Source data:

---

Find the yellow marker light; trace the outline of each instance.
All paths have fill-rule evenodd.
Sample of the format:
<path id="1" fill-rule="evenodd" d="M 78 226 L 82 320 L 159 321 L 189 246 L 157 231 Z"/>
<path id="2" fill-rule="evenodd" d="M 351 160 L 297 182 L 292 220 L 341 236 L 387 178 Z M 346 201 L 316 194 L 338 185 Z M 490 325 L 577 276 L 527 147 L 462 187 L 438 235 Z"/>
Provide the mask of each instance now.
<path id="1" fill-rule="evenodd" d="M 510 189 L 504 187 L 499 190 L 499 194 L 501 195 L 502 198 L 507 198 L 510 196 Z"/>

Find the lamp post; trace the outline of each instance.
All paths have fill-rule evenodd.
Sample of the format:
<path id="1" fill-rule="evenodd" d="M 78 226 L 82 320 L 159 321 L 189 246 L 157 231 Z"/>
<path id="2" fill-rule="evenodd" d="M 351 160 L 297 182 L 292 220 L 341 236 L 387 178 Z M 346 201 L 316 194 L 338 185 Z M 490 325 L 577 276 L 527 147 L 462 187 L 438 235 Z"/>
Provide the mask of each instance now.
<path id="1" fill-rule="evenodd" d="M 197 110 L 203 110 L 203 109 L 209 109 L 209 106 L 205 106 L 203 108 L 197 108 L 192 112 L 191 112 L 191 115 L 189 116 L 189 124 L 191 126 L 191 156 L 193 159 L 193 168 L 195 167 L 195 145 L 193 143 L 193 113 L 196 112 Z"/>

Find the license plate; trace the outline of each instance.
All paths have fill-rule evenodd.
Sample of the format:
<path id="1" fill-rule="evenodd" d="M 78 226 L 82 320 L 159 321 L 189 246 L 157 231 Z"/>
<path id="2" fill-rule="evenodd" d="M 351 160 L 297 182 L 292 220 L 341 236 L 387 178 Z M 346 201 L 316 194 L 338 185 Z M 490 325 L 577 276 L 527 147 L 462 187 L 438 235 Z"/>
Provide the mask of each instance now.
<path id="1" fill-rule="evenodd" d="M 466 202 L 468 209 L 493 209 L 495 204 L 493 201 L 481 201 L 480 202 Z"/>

---

▸ REQUIREMENT: Copy every line of the data above verbatim, from the first line to the last.

▸ WORKED ANSWER:
Find the yellow marker light; trace the outline of each instance.
All paths have fill-rule evenodd.
Sample of the format:
<path id="1" fill-rule="evenodd" d="M 78 226 L 82 320 L 159 321 L 189 246 L 157 231 Z"/>
<path id="2" fill-rule="evenodd" d="M 351 160 L 297 182 L 292 220 L 341 236 L 387 178 Z M 346 201 L 316 194 L 338 185 Z M 490 325 L 577 276 L 527 147 L 462 187 L 438 235 Z"/>
Provide the mask of each instance now.
<path id="1" fill-rule="evenodd" d="M 510 189 L 504 187 L 499 190 L 499 194 L 501 195 L 502 198 L 507 198 L 510 196 Z"/>

Find the lamp post; trace the outline of each instance.
All paths have fill-rule evenodd.
Sample of the format:
<path id="1" fill-rule="evenodd" d="M 78 226 L 82 320 L 159 321 L 189 246 L 157 231 Z"/>
<path id="2" fill-rule="evenodd" d="M 351 160 L 297 182 L 292 220 L 341 236 L 387 178 Z M 346 201 L 316 194 L 338 185 Z M 490 325 L 577 276 L 527 147 L 462 187 L 438 235 Z"/>
Provide the mask of each instance now.
<path id="1" fill-rule="evenodd" d="M 197 110 L 203 110 L 203 109 L 209 109 L 209 106 L 205 106 L 203 108 L 197 108 L 192 112 L 191 112 L 191 115 L 189 116 L 189 124 L 191 126 L 191 156 L 193 159 L 193 168 L 195 167 L 195 145 L 193 143 L 193 113 L 196 112 Z"/>

Find the license plate; trace the outline of each instance.
All paths have fill-rule evenodd.
Sample of the format:
<path id="1" fill-rule="evenodd" d="M 78 226 L 82 320 L 159 321 L 189 246 L 157 231 Z"/>
<path id="2" fill-rule="evenodd" d="M 351 160 L 297 182 L 292 220 L 341 236 L 387 178 Z M 346 201 L 316 194 L 338 185 Z M 490 325 L 577 276 L 527 147 L 462 187 L 438 235 Z"/>
Provide the mask of each instance now.
<path id="1" fill-rule="evenodd" d="M 466 202 L 468 209 L 493 209 L 495 204 L 493 201 L 481 201 L 480 202 Z"/>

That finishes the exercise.